▶ [What you have to do] For each line of the material, write out an exact copy.

▶ [Information provided]

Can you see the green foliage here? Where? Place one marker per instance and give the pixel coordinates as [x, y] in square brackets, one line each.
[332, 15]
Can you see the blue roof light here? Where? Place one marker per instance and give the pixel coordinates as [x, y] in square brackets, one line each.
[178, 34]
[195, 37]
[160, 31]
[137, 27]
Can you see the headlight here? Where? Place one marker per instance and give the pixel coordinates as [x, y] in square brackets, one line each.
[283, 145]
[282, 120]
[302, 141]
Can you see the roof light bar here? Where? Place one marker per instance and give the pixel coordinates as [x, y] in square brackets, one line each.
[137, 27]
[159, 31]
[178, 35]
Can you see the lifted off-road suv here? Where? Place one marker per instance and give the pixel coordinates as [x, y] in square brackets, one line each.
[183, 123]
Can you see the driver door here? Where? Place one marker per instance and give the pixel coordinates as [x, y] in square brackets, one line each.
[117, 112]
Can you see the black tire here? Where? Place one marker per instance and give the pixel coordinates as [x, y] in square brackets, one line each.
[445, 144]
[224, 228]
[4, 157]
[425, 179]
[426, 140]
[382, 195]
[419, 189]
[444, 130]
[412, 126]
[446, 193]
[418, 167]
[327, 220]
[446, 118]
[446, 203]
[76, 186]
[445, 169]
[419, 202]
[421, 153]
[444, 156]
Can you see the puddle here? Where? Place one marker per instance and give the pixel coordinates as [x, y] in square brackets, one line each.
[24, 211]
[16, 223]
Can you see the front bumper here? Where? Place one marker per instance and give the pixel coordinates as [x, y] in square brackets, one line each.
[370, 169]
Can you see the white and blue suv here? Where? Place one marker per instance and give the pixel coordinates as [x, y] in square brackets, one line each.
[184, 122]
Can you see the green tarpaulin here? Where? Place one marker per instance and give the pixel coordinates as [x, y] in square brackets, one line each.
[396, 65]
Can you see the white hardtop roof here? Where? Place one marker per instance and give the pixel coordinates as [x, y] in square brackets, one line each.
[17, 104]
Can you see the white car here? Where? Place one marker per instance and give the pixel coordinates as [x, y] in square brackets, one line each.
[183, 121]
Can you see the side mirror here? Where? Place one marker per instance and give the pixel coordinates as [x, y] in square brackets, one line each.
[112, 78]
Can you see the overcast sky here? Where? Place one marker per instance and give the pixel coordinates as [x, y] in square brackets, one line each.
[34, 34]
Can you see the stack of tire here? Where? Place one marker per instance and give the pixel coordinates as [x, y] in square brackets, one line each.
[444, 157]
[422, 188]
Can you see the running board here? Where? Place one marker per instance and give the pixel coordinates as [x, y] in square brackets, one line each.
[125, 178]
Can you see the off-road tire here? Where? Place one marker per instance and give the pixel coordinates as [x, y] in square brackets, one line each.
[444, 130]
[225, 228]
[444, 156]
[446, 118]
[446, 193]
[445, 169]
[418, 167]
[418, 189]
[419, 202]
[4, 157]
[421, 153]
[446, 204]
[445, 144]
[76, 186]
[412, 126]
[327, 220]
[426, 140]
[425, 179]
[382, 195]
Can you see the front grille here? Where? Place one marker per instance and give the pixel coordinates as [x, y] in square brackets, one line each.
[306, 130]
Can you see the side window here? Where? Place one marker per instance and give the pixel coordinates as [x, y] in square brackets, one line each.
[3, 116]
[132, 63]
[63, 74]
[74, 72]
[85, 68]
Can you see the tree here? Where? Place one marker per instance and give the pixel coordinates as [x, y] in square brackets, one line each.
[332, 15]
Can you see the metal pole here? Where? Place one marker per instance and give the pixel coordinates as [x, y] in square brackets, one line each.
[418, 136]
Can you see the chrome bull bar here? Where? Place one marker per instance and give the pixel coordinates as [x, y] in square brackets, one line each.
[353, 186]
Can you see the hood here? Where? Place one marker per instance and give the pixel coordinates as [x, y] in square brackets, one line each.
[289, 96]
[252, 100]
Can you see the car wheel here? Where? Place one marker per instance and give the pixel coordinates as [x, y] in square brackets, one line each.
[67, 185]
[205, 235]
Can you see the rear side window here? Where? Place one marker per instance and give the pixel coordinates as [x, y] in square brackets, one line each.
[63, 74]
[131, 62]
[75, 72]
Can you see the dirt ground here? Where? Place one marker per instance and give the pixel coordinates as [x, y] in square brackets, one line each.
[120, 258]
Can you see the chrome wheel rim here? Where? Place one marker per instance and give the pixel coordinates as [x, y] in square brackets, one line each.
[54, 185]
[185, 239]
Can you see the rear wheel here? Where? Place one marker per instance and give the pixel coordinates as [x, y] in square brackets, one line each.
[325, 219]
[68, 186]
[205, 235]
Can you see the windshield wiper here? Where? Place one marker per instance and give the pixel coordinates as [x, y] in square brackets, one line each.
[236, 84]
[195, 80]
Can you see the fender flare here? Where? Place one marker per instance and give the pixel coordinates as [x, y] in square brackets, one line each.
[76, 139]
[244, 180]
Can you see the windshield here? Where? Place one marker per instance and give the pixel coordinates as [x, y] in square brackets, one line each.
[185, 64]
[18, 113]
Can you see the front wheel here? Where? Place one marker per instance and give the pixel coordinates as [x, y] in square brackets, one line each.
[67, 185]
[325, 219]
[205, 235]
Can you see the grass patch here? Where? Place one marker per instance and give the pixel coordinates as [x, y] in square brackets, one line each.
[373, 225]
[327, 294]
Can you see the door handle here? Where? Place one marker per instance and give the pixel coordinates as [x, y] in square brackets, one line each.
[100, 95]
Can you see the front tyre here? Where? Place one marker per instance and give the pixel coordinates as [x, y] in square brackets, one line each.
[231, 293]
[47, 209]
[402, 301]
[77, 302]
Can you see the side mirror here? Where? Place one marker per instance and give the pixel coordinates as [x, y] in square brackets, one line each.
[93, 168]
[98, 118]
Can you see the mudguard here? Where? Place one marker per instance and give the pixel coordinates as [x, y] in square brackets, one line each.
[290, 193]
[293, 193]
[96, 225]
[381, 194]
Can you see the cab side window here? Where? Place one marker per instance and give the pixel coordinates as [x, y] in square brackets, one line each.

▶ [Response box]
Can you see the green foliage here? Where? Place one marker per instance and give the pixel coordinates as [x, y] in square brackets, one line each.
[332, 15]
Can you see the blue roof light here? Where? Place one marker per instance and give the pixel coordinates as [x, y] in square brackets, one line each.
[178, 34]
[195, 37]
[160, 31]
[137, 27]
Can you see the headlight here? Where? Place one marker per instance and give the pixel coordinates as [x, y] in square brackets, one line each.
[283, 145]
[282, 120]
[302, 141]
Can you see the roof light bar here? Where? Place one marker per instance and give the pixel coordinates as [x, y] in square brackets, one line each.
[137, 27]
[159, 31]
[178, 35]
Can you see the lifted off-road suv here? Where? Place one marker per instance and give the pixel coordinates as [x, y] in square brackets, one line each.
[183, 123]
Can you see the driver door here? Where? Place one marker per instance and give the pixel coordinates as [x, y] in square brackets, one line each.
[117, 112]
Can you see the black tire here? Where? Place one marker per instance and give the pixel coordinates as [x, y] in square brackets, one line each.
[445, 144]
[224, 228]
[4, 157]
[425, 179]
[426, 140]
[382, 195]
[419, 189]
[444, 130]
[412, 126]
[446, 193]
[418, 167]
[327, 220]
[446, 118]
[446, 203]
[76, 186]
[445, 169]
[419, 202]
[421, 153]
[444, 156]
Can you see the puddle here? Where? Place one marker per instance and give the pixel coordinates as [x, y] in square brackets, one line each.
[24, 211]
[16, 223]
Can you see the front bumper here? Where? Place one marker per instance and give the pixel coordinates as [x, y] in square brackets, one line each.
[370, 169]
Can you see the white and blue suv here? Where? Place one marker per instance and give the pixel coordinates as [x, y] in square brackets, one line each.
[184, 122]
Can you see the green tarpaulin here? Where? Place one marker per instance and give the pixel coordinates as [x, y] in square brackets, one line each.
[396, 65]
Can you see the white hardtop roof here? Where? Place one marker per instance and give the pixel coordinates as [x, y] in square brackets, one line each.
[17, 104]
Can you see the white car here? Where? Place one marker per instance and give the pixel coordinates as [x, y] in square brackets, one line each.
[183, 121]
Can you see the side mirror here? Where? Place one marker per instance and give the pixel coordinates as [x, y] in square brackets, one line each.
[112, 78]
Can you see the overcast sky here? Where? Place one marker per instance and give the pixel coordinates as [x, y] in square brackets, one line each.
[34, 34]
Can you see the stack of tire here? Where? Place one marker per instance and give the pixel coordinates as [x, y] in square brackets, one line each.
[444, 157]
[422, 188]
Can you see the running board here? Where? Place one marker per instance and give the pixel coordinates as [x, y] in square brackets, one line each.
[125, 178]
Can you see the off-road tire here? Where? Place one marker per instance and give the pixel coordinates as [x, y] in square brackets, one line each.
[444, 130]
[225, 228]
[444, 156]
[446, 118]
[446, 193]
[445, 169]
[418, 167]
[418, 189]
[419, 202]
[4, 157]
[421, 153]
[446, 204]
[445, 144]
[76, 186]
[412, 126]
[327, 220]
[426, 140]
[425, 179]
[382, 195]
Can you see the front grille here? Where? Place one marker per instance and give the pixel coordinates as [x, y] in square brackets, one line each.
[306, 130]
Can you see the side window here? Where? Place one marker per instance and give the pixel coordinates as [x, y] in square brackets, one line each.
[3, 116]
[132, 63]
[63, 74]
[74, 72]
[85, 68]
Can you see the tree here? Where? Place one marker per instance and give the pixel coordinates as [x, y] in square brackets, one line each.
[332, 15]
Can you see the metal pole here? Where? Place one marker per instance and give the pixel coordinates as [x, y] in square brackets, one line each.
[418, 136]
Can you see the chrome bull bar here? Where? Place one marker per instance and give the pixel coordinates as [x, y] in square brackets, one line each.
[353, 186]
Can you see the hood here? Where? Place one marker per instance and give the pixel coordinates as [x, y] in square brackets, one line each.
[289, 96]
[252, 100]
Can you see the car wheel here? Where? Place one marker per instance and give the pixel coordinates as [x, y] in square brackets, one line each.
[67, 185]
[205, 235]
Can you see the rear side window here? Where? Place one marker per instance and give the pixel coordinates as [x, y] in square brackets, one line each.
[63, 74]
[131, 62]
[75, 72]
Can you see the dirt ground here? Where? Place one marker per instance and give the pixel coordinates as [x, y] in square brackets, one line each.
[120, 258]
Can you see the chrome wheel rim here? Where? Place one marker per instance and give the pixel coordinates as [x, y] in square brackets, one line each.
[54, 185]
[185, 239]
Can you see the rear wheel here? Where? Place one marker per instance and give the pixel coordinates as [x, y] in square brackets, one line each.
[325, 219]
[68, 186]
[205, 235]
Can you see the windshield wiper here? Where? Place one marker per instance and give the pixel coordinates as [x, y] in square brackets, one line each.
[236, 84]
[195, 80]
Can you see the fender flare here? Where? Place one marker per instance and give the pixel coordinates as [x, y] in square brackets, one line each.
[76, 139]
[244, 180]
Can you see the windshield here? Where? Place one marker per instance and give the pixel coordinates as [x, y] in square brackets, one line each.
[185, 64]
[18, 113]
Can you see the front wheel here? Where? Place one marker per instance and give the pixel coordinates as [x, y] in square brackets, one line each.
[67, 185]
[325, 219]
[205, 235]
Can you see the grass patch here? Where? Place one marker per instance and give the pixel coordinates as [x, y] in square brackets, one line each.
[373, 225]
[327, 294]
Can you see the door handle here? Where? Place one marker per instance and give the pixel coordinates as [x, y] in square brackets, one line each.
[100, 95]
Can you see the front tyre here? Where? Place one marker per instance and give the pixel coordinates as [x, y] in square brackets, one line each.
[231, 293]
[47, 209]
[402, 301]
[77, 302]
Can you see the side mirror here? Where? Place one marker per instance and give the pixel coordinates as [x, y] in square brackets, one line each.
[93, 168]
[98, 118]
Can you see the mudguard here? Where? Place one marker per instance and give the pixel coordinates as [x, y] in square brackets, one line each.
[290, 193]
[293, 193]
[96, 225]
[381, 194]
Can you see the cab side window here? Where? Place one marker per instance and give the pixel coordinates as [x, y] in square brackets, one line each.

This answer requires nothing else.